Region pointing data:
───
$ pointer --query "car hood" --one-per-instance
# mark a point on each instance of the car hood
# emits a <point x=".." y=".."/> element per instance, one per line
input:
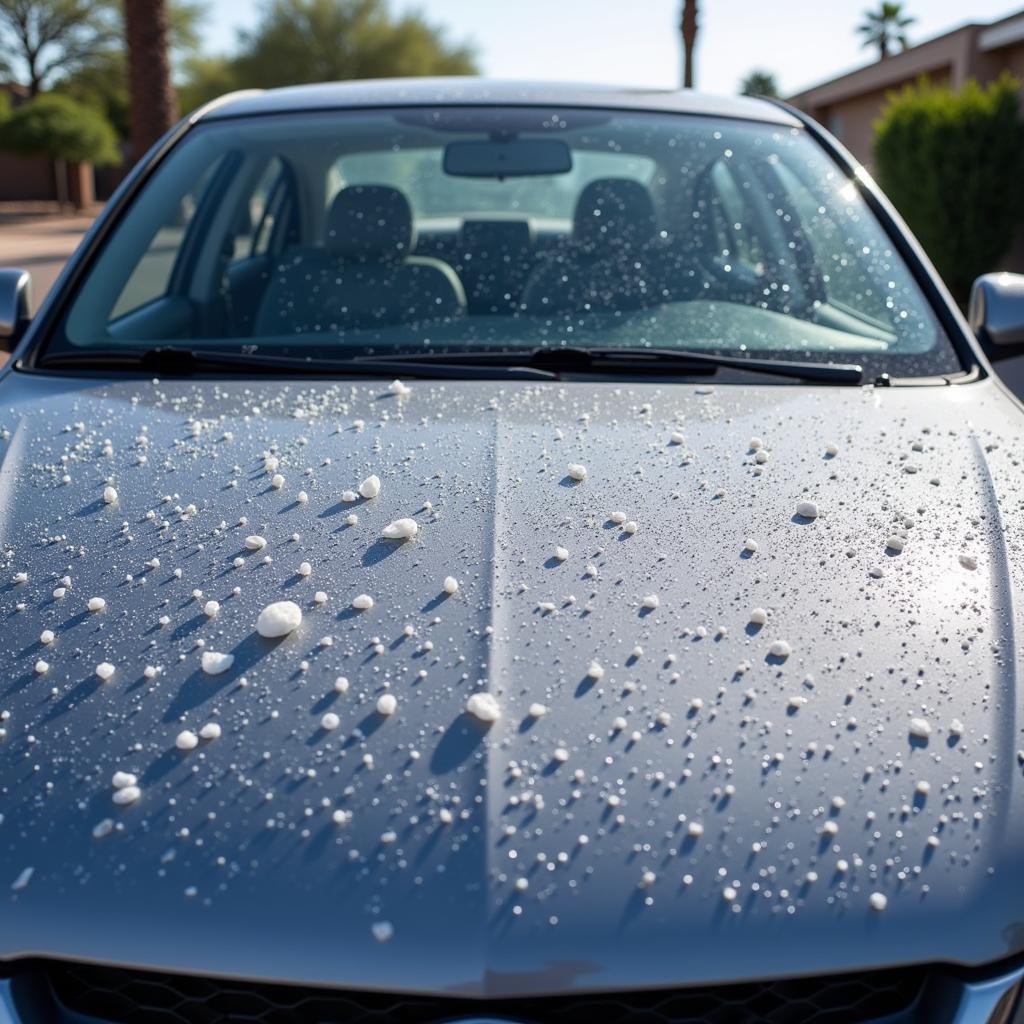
<point x="685" y="806"/>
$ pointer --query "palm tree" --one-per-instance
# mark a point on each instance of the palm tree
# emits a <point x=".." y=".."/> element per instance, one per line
<point x="154" y="104"/>
<point x="885" y="28"/>
<point x="688" y="26"/>
<point x="760" y="83"/>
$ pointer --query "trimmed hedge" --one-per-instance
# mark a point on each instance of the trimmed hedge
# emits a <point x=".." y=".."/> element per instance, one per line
<point x="952" y="163"/>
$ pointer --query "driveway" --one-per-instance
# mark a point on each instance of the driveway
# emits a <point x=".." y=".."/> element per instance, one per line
<point x="40" y="245"/>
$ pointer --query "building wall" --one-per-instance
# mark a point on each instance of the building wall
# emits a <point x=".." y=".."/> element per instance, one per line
<point x="26" y="178"/>
<point x="852" y="120"/>
<point x="849" y="105"/>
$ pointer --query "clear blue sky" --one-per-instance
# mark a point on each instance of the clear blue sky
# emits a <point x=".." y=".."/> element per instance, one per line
<point x="802" y="41"/>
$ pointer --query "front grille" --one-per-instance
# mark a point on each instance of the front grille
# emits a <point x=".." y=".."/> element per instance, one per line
<point x="124" y="996"/>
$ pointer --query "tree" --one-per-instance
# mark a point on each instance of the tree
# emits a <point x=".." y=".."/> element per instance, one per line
<point x="886" y="27"/>
<point x="298" y="41"/>
<point x="58" y="127"/>
<point x="66" y="131"/>
<point x="102" y="82"/>
<point x="40" y="40"/>
<point x="205" y="78"/>
<point x="952" y="164"/>
<point x="760" y="83"/>
<point x="154" y="104"/>
<point x="688" y="28"/>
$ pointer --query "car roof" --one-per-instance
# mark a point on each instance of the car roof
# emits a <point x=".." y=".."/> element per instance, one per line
<point x="472" y="91"/>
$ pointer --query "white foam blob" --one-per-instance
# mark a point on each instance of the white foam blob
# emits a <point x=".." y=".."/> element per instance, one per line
<point x="483" y="708"/>
<point x="279" y="619"/>
<point x="215" y="663"/>
<point x="371" y="486"/>
<point x="400" y="529"/>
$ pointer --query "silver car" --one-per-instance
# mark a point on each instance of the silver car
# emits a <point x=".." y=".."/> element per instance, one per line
<point x="496" y="551"/>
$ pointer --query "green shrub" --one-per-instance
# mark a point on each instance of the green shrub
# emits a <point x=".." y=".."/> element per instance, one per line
<point x="58" y="127"/>
<point x="952" y="163"/>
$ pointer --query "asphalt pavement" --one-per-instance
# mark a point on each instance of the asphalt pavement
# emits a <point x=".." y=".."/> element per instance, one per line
<point x="40" y="245"/>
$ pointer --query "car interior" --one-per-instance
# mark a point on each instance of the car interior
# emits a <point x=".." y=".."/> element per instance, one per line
<point x="366" y="246"/>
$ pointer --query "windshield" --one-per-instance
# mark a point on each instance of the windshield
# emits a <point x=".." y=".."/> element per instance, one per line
<point x="472" y="229"/>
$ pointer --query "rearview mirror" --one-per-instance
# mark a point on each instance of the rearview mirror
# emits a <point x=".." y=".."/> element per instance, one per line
<point x="996" y="313"/>
<point x="15" y="302"/>
<point x="508" y="158"/>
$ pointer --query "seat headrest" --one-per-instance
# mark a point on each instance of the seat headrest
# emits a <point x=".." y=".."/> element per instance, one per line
<point x="613" y="211"/>
<point x="370" y="222"/>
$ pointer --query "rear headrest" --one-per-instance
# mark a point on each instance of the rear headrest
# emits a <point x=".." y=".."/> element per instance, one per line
<point x="611" y="212"/>
<point x="370" y="222"/>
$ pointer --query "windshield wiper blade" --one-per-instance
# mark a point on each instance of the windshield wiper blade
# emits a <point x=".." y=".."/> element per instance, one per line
<point x="174" y="360"/>
<point x="670" y="361"/>
<point x="535" y="364"/>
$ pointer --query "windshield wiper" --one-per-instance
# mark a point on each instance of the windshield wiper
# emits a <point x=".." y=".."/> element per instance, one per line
<point x="508" y="364"/>
<point x="648" y="361"/>
<point x="177" y="361"/>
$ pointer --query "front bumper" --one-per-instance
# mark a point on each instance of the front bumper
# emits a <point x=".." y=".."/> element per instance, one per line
<point x="34" y="993"/>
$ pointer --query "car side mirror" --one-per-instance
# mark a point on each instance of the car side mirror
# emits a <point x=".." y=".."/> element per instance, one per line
<point x="996" y="313"/>
<point x="15" y="306"/>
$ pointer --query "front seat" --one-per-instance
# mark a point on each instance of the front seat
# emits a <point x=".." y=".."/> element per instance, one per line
<point x="365" y="275"/>
<point x="611" y="260"/>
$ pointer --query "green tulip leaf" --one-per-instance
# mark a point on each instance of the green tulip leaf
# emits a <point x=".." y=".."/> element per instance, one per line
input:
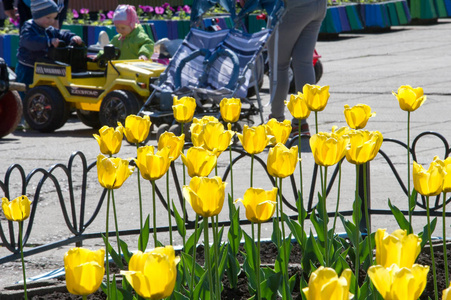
───
What you are asked to do: Output nothing but the entries above, exactly, once the pictures are removed.

Exercise solution:
$ pointer --query "car hood" --one-per-instance
# mark a point on each instance of the car hood
# emits a <point x=".." y=".."/> element per instance, one per line
input:
<point x="685" y="806"/>
$ pointer --query "palm tree" --one-per-instance
# mark a point on each instance of the palm tree
# emits a <point x=".." y=".."/> element per instance, one per line
<point x="154" y="104"/>
<point x="885" y="28"/>
<point x="688" y="26"/>
<point x="760" y="83"/>
$ pointer --query "trimmed hedge" --one-per-instance
# mark a point on each instance of the trimmed hedge
# emits a <point x=".." y=".."/> element per instance, one per line
<point x="952" y="163"/>
$ pointer --query "driveway" --one-per-instance
# mark a point on each instance of the driveway
# emits a <point x=".." y=".."/> element per instance, one per line
<point x="40" y="245"/>
$ pointer --query "building wall" --one-per-instance
# mark a point on each instance of the building wall
# emits a <point x=".." y=".."/> element per instance, one per line
<point x="26" y="178"/>
<point x="852" y="120"/>
<point x="849" y="105"/>
$ pointer --query "clear blue sky" --one-per-instance
# mark a point on each instance of the clear blue sky
# emits a <point x=".." y=".."/> element per instance, one per line
<point x="802" y="41"/>
$ pointer --query "front grille" --one-per-instance
# mark a point on each instance of the front grille
# emits a <point x=".." y=".."/> element per instance, one per line
<point x="124" y="996"/>
$ pointer --query "tree" --one-per-instance
# mark a point on each instance of the tree
# emits a <point x=".." y=".."/> element per instance, one per line
<point x="886" y="27"/>
<point x="298" y="41"/>
<point x="58" y="127"/>
<point x="66" y="131"/>
<point x="102" y="82"/>
<point x="40" y="40"/>
<point x="205" y="78"/>
<point x="952" y="164"/>
<point x="760" y="83"/>
<point x="154" y="104"/>
<point x="688" y="28"/>
$ pointer --query "car roof" --one-per-instance
# mark a point on each instance of the car roof
# emits a <point x=".." y=".."/> element per instance, one per line
<point x="472" y="91"/>
$ pointer --query "white foam blob" --one-per-instance
# mark a point on each instance of the white foam blob
# emits a <point x=".." y=".."/> element per instance, one per line
<point x="483" y="708"/>
<point x="279" y="619"/>
<point x="215" y="663"/>
<point x="371" y="486"/>
<point x="400" y="529"/>
$ pointer --query "silver car" --one-per-instance
# mark a point on each instance of the silver car
# emits a <point x=".." y=".."/> element per instance, one per line
<point x="496" y="551"/>
$ pointer --query "green shrub" --one-per-instance
# mark a point on each instance of the green shrub
# emits a <point x=".." y=".."/> element per instance, one per line
<point x="58" y="127"/>
<point x="952" y="163"/>
$ pointer --query "asphalt pavement" --one-per-instance
# mark a point on each instance of the asphalt pavement
# emits a <point x=".." y=".."/> element per instance, one per line
<point x="40" y="245"/>
$ pointer --query "car interior" --one-per-instance
# mark a point on each instance of the car interior
# emits a <point x=".." y=".."/> element per instance, one per line
<point x="366" y="246"/>
$ pointer --query "windshield" --one-per-instance
# mark a point on each instance of the windshield
# emits a <point x=".." y=".."/> element per instance, one per line
<point x="472" y="229"/>
$ pointer --query "rearview mirror" --one-per-instance
# mark a point on each instance of the rearview mirror
# emits a <point x=".." y=".."/> element per instance, one per line
<point x="996" y="313"/>
<point x="15" y="302"/>
<point x="508" y="158"/>
$ pointer --query "seat headrest" --one-per-instance
# mark a point on each instance of the seat headrest
# emits a <point x=".." y=".."/> element per instance, one per line
<point x="613" y="211"/>
<point x="370" y="222"/>
$ pointer --query "rear headrest" --one-per-instance
# mark a point on each instance of the rear headrest
# emits a <point x=".." y=".."/> element per instance, one per line
<point x="611" y="212"/>
<point x="370" y="222"/>
$ pointer --query "windshield wiper blade" --one-per-instance
# mark a point on each instance of the windshield wiper blade
# emits a <point x=".." y=".."/> element per instance, one per line
<point x="174" y="360"/>
<point x="670" y="361"/>
<point x="535" y="364"/>
$ pointer --query "windshield wiper" --one-per-instance
# mark a point on each instance of the windshield wiper
# emits a <point x=".." y=".."/> element per instance, one per line
<point x="508" y="364"/>
<point x="648" y="361"/>
<point x="177" y="361"/>
$ pointer --query "front bumper" --one-per-instance
# mark a point on each instance of the front bumper
# emits a <point x=".." y=".."/> element per instance, one per line
<point x="34" y="993"/>
$ pointer --query "car side mirror" --one-per-instance
# mark a point on each instance of the car side mirror
# emits a <point x=".." y=".."/> element per instance, one per line
<point x="996" y="313"/>
<point x="15" y="306"/>
$ pointer --query "front seat" --one-per-instance
# mark a point on each instance of the front seat
# emits a <point x=".." y=".."/> element per instance, one per line
<point x="365" y="275"/>
<point x="611" y="260"/>
$ pointer --query "green tulip leaf" --one-per-instance
# mark a point on each instance of the green tulip leaf
# emits a <point x=".." y=".."/> element per instance, one per line
input:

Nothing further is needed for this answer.